→ **GIVEN REQUEST**
Please list every line in the listing below that contains the string "flower". Matches are case-sensitive.

+++++

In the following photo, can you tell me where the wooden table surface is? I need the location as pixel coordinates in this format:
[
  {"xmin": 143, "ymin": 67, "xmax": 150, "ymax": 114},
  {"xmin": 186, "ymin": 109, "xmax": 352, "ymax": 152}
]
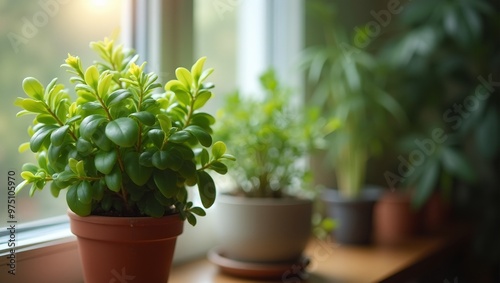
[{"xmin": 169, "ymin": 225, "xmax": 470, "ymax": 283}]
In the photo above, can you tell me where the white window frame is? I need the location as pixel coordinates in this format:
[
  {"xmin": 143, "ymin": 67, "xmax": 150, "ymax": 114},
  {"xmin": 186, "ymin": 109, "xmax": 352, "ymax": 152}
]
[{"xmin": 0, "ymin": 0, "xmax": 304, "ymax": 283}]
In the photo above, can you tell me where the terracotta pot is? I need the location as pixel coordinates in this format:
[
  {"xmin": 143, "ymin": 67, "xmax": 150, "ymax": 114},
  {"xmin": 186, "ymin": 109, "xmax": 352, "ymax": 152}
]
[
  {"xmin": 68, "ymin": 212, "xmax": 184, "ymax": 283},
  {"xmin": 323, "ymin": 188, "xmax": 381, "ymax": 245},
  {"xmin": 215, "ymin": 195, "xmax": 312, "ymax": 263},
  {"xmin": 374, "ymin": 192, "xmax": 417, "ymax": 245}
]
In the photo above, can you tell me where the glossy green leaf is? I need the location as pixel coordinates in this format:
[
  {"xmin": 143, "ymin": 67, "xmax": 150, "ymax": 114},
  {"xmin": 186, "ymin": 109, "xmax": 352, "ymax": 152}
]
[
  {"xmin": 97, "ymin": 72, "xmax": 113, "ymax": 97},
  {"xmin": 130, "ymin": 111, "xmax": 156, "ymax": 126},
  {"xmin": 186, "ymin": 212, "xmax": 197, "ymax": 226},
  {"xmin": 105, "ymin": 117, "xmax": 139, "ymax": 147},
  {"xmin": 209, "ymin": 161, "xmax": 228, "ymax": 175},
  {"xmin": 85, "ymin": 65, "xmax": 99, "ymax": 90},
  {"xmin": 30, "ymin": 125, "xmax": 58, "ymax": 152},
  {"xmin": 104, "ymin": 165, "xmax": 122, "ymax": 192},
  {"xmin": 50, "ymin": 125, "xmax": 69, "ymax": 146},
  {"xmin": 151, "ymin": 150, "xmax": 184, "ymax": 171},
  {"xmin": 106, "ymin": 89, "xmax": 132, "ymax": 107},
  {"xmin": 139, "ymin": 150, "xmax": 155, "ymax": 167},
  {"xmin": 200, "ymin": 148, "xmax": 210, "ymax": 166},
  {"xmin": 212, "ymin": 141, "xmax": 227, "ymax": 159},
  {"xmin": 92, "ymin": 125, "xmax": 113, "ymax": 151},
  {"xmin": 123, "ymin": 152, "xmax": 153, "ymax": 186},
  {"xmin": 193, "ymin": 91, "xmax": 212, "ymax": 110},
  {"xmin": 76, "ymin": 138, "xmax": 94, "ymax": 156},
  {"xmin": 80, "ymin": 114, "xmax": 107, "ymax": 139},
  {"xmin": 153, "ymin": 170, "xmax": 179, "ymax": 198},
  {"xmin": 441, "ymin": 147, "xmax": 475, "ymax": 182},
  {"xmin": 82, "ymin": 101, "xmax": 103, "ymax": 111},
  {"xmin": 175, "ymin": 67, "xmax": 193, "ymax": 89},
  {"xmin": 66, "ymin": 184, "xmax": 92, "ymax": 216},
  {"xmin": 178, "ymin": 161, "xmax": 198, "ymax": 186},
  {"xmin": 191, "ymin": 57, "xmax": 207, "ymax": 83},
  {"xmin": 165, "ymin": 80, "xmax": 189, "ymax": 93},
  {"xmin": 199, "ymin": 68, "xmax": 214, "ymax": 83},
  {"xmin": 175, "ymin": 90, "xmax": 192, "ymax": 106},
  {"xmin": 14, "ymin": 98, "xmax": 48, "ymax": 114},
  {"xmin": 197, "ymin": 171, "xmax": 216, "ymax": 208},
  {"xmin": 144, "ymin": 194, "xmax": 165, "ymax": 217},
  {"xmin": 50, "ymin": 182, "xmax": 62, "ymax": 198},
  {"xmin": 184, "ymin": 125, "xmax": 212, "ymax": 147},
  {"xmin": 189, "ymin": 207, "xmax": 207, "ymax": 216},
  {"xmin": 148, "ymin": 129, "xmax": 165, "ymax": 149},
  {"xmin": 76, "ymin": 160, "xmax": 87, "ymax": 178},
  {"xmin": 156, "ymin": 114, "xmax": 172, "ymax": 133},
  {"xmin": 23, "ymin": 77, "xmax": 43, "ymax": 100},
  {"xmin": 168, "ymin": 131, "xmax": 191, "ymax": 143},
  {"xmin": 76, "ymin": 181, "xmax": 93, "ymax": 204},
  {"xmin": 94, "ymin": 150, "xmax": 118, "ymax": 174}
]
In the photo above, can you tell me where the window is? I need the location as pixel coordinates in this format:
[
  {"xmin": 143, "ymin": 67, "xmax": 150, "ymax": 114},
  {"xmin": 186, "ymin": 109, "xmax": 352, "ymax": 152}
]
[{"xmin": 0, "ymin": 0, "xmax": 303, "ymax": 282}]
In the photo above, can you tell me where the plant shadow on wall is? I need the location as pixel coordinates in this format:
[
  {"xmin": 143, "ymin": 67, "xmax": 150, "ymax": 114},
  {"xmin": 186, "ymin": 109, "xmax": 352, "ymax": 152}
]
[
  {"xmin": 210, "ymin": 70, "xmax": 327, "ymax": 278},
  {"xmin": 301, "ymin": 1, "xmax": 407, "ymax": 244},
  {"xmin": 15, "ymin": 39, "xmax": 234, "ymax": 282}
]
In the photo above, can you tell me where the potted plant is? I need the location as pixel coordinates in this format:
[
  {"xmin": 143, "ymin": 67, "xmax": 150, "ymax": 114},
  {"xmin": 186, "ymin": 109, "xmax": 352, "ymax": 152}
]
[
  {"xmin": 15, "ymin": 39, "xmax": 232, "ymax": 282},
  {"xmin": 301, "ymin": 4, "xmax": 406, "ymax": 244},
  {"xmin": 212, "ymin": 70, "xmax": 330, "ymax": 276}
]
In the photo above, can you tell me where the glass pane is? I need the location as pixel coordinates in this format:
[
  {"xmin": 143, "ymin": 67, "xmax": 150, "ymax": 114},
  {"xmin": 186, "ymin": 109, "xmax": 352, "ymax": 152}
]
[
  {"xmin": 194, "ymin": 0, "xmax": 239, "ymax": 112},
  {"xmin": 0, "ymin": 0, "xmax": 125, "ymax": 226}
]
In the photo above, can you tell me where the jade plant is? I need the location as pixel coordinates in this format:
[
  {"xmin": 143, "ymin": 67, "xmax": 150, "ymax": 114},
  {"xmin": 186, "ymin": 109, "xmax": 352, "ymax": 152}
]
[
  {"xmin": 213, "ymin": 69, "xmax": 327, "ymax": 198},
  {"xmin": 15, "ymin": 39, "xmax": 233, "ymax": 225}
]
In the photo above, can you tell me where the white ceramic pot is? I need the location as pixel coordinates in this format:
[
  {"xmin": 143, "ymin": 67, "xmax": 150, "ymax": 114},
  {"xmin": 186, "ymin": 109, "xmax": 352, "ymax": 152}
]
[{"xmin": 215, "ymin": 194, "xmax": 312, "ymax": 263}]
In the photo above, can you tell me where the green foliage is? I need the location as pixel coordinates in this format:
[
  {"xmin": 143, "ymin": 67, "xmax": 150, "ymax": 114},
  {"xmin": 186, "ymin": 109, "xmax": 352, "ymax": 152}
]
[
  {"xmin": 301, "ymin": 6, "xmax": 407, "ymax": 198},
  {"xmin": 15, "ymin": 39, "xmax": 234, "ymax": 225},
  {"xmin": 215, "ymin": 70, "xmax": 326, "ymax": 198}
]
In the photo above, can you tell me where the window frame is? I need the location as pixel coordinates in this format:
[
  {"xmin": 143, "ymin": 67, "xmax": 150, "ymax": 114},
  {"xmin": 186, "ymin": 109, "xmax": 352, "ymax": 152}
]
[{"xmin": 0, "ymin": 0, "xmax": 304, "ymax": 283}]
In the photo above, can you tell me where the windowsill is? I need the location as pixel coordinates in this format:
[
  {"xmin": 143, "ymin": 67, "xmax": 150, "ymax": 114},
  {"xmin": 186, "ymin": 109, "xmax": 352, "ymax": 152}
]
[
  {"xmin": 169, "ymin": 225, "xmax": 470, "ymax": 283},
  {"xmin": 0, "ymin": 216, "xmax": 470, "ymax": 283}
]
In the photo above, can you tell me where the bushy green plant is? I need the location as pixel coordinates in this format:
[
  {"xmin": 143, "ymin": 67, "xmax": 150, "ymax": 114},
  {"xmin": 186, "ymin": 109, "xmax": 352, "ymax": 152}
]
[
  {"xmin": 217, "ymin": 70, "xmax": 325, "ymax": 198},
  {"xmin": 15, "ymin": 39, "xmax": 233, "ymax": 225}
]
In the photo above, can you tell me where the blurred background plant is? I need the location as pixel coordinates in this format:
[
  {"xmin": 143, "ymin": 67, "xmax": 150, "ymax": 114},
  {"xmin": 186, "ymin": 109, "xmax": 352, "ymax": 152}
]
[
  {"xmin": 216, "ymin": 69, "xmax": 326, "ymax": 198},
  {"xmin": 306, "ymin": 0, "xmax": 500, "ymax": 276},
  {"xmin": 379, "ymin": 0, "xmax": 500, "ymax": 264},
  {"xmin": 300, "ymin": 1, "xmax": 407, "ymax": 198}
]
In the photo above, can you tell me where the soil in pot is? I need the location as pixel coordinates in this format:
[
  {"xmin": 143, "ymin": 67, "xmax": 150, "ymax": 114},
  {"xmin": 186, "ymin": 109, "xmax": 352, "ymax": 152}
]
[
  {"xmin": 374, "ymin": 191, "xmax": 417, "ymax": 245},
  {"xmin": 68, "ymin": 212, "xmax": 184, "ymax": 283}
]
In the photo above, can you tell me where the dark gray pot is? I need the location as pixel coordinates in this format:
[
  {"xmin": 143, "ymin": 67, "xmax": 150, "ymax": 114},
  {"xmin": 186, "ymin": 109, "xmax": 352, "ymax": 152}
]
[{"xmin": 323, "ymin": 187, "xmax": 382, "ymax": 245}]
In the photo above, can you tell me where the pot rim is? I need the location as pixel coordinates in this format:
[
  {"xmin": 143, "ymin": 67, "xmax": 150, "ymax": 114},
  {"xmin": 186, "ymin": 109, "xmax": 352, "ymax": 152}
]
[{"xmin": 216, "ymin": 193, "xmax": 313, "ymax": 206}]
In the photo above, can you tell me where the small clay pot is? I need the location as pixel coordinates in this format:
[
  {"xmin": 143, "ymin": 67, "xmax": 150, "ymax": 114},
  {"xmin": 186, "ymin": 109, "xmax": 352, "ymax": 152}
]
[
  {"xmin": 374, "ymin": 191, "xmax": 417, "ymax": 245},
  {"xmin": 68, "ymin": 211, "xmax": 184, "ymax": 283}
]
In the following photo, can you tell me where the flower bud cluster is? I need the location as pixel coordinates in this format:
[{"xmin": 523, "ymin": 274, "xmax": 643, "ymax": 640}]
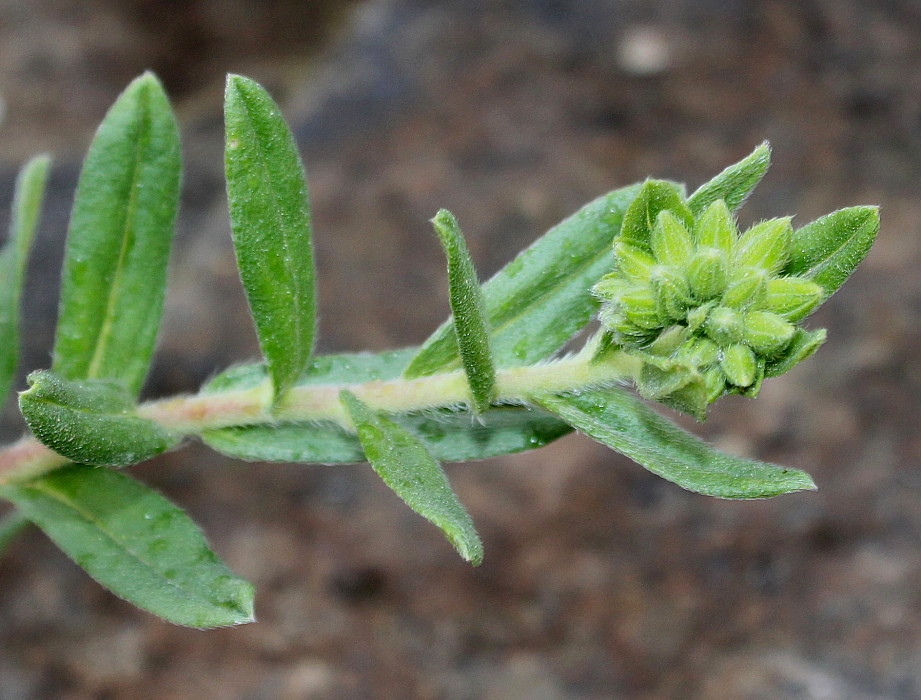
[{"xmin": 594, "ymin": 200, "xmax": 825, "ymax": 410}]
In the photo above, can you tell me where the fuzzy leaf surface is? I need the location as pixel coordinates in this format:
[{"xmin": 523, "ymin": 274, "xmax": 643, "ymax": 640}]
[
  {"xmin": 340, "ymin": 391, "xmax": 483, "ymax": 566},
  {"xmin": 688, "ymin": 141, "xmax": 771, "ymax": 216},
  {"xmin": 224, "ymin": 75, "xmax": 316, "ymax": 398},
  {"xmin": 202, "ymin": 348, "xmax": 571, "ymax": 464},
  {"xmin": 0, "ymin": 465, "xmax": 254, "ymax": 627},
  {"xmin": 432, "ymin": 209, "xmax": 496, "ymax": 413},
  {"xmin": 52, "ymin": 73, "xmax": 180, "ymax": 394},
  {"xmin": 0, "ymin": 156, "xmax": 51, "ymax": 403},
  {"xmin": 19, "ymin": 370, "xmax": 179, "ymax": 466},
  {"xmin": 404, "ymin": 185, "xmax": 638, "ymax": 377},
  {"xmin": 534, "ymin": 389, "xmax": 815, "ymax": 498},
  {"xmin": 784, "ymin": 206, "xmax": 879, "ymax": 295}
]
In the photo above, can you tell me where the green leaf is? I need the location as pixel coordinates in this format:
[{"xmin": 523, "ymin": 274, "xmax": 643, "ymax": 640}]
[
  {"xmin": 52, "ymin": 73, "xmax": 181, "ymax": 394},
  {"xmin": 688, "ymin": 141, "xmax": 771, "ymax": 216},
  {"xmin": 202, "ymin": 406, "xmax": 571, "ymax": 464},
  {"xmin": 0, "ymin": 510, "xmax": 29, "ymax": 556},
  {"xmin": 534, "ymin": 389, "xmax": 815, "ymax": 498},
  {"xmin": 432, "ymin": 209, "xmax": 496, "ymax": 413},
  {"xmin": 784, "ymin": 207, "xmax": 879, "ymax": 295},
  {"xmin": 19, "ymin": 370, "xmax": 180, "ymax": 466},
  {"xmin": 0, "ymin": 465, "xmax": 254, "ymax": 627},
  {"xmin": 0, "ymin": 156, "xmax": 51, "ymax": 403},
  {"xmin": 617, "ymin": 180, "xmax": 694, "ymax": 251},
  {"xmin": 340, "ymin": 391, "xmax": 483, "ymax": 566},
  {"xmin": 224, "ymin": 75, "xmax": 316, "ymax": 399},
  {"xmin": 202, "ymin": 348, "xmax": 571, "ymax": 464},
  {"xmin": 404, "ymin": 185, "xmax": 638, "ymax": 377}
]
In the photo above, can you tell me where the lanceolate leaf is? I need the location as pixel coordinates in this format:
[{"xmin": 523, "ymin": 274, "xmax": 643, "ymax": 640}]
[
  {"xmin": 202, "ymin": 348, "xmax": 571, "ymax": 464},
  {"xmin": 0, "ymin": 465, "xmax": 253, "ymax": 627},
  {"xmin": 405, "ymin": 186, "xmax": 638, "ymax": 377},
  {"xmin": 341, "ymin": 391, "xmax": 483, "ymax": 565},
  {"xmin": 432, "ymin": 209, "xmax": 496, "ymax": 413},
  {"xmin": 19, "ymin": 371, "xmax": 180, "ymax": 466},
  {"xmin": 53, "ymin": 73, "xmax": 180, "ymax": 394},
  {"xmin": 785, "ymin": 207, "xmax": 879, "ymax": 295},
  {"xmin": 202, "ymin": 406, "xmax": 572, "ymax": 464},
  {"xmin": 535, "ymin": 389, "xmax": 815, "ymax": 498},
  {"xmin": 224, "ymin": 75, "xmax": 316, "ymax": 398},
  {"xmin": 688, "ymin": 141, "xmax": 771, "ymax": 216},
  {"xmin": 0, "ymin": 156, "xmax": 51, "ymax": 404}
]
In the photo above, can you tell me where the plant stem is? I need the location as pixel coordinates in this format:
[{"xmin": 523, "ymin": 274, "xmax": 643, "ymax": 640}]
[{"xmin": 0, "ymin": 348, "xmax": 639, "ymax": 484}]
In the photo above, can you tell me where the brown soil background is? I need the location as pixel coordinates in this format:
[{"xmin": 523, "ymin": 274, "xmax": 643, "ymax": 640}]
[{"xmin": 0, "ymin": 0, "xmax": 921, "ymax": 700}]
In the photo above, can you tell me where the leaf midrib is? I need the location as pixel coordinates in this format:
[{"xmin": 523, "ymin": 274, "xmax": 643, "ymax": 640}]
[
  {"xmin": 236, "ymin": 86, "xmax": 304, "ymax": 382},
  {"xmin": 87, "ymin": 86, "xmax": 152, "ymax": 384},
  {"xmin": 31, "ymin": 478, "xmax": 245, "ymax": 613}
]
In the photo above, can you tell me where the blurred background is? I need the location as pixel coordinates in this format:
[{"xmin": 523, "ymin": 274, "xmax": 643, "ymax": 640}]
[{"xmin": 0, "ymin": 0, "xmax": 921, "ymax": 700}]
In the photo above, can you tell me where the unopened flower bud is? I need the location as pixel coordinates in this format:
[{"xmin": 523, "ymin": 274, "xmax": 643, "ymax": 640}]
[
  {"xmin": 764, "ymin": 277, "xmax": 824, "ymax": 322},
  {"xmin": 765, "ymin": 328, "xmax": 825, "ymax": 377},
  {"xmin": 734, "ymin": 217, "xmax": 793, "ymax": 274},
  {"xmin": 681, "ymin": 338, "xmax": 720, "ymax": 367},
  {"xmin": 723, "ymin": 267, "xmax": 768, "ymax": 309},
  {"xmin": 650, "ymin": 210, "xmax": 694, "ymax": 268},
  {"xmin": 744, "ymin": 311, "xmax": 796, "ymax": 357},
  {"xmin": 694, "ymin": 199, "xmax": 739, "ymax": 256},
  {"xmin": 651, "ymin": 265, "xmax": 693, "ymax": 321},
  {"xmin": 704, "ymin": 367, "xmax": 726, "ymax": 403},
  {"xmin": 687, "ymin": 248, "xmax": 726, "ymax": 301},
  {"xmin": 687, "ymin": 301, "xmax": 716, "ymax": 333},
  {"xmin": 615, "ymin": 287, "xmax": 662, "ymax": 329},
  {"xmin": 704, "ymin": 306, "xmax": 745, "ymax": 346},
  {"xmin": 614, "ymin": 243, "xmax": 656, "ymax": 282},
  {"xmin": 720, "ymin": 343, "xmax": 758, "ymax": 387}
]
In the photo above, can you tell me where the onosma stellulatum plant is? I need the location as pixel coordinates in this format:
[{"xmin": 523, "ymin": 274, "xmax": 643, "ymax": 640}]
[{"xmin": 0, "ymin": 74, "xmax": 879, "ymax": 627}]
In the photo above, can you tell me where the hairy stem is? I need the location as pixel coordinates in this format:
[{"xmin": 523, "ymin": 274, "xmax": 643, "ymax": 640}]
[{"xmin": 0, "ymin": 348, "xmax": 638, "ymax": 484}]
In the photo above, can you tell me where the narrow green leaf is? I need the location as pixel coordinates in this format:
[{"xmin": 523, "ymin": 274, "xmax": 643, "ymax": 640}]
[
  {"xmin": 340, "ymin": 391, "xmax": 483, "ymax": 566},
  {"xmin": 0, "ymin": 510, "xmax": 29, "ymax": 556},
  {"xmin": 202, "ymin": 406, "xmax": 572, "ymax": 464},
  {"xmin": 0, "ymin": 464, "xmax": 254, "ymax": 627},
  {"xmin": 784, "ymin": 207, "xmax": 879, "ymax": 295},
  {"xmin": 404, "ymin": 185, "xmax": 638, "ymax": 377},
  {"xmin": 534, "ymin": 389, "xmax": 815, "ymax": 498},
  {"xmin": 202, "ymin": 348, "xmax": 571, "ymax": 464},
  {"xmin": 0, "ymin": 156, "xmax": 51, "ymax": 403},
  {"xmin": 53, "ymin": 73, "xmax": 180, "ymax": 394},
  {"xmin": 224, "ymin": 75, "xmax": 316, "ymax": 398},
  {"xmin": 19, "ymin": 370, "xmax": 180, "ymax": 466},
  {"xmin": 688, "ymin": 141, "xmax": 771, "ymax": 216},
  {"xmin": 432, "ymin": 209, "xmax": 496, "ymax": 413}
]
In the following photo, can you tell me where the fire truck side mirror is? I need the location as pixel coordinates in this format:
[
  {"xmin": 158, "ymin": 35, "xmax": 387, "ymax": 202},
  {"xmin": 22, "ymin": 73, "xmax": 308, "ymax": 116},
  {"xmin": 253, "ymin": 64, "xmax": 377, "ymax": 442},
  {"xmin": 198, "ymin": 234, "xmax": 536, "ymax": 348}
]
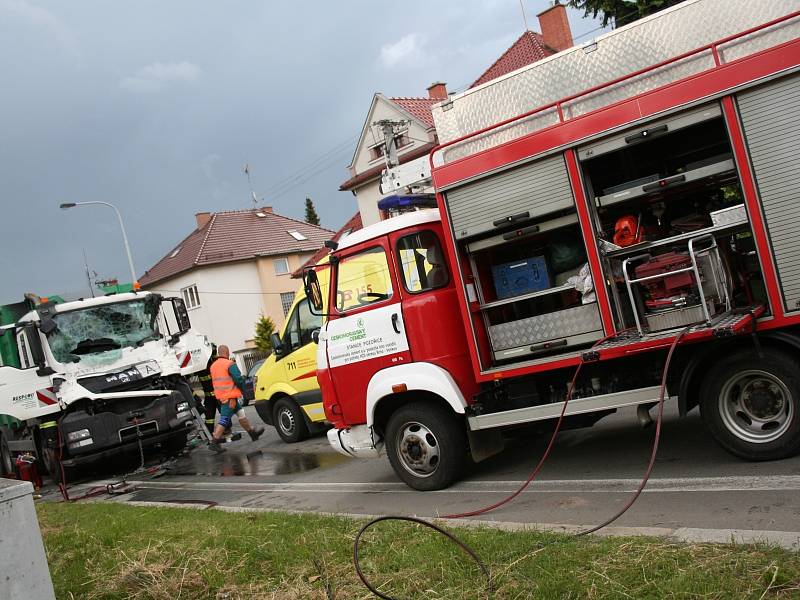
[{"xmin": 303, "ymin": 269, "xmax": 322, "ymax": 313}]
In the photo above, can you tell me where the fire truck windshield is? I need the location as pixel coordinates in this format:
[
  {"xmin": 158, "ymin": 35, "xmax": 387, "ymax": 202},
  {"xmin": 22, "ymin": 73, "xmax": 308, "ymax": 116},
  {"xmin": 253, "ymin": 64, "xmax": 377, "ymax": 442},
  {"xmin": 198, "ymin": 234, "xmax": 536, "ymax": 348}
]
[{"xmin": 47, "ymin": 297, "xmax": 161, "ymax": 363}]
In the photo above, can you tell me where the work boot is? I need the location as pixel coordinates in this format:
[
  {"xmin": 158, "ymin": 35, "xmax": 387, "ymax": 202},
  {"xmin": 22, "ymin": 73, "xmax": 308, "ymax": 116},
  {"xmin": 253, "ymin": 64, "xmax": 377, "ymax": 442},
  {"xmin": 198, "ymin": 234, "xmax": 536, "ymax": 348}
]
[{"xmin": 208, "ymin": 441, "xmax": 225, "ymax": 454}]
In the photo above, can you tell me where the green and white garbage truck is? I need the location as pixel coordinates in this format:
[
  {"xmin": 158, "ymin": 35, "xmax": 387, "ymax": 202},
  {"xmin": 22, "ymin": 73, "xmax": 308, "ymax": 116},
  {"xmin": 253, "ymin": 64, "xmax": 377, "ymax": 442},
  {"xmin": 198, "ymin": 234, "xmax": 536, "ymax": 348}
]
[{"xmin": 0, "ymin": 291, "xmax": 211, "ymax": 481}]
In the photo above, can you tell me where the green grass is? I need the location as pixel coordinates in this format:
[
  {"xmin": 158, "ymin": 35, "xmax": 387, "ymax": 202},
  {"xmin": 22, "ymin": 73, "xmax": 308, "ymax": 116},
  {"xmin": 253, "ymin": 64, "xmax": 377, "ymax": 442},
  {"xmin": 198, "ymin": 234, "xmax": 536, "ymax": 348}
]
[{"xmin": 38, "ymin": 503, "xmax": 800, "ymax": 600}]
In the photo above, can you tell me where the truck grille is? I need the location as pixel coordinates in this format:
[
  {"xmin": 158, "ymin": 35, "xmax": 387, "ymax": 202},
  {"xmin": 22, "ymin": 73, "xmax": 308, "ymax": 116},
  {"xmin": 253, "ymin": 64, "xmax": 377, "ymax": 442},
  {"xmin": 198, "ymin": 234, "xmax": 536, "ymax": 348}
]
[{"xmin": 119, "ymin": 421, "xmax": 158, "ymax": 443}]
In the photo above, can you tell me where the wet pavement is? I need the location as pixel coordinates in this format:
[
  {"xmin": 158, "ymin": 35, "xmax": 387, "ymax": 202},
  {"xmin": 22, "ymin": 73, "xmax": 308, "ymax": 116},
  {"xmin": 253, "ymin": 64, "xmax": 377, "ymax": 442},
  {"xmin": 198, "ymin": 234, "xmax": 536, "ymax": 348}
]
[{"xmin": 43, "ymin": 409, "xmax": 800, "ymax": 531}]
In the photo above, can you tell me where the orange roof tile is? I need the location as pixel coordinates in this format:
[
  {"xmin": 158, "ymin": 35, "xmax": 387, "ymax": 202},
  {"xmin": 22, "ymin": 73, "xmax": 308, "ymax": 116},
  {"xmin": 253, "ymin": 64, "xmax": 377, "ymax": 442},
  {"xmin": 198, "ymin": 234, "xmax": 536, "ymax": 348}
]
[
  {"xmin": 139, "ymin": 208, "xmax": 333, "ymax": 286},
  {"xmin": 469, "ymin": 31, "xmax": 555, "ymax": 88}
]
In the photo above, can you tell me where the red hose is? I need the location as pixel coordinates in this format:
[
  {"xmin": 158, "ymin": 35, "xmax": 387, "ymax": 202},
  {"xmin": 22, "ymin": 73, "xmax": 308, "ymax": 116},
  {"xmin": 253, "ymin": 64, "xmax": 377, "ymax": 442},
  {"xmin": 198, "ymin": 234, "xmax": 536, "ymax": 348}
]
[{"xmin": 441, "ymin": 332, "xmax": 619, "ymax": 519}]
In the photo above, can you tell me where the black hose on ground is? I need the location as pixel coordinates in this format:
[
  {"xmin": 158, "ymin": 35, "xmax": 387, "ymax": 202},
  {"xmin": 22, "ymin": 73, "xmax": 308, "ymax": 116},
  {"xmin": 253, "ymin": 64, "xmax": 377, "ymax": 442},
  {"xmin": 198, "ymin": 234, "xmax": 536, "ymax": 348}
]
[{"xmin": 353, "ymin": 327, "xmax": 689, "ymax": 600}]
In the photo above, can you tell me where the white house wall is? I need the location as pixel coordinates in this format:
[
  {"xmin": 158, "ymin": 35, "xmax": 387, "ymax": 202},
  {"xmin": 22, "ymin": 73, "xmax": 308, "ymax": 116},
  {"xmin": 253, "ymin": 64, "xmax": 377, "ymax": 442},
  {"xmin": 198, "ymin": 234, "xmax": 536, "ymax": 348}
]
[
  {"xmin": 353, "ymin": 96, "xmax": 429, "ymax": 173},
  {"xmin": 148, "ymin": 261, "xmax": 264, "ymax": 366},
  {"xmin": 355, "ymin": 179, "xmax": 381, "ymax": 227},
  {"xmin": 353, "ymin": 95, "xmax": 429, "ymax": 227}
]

+++++

→ **RESPONSE BELOW**
In the following photo, can you tell me where the flower bud cluster is? I need the location as pixel coordinates in this format:
In the photo above, can you tell me where the unopened flower bud is? I need the location as pixel coordinates in this format:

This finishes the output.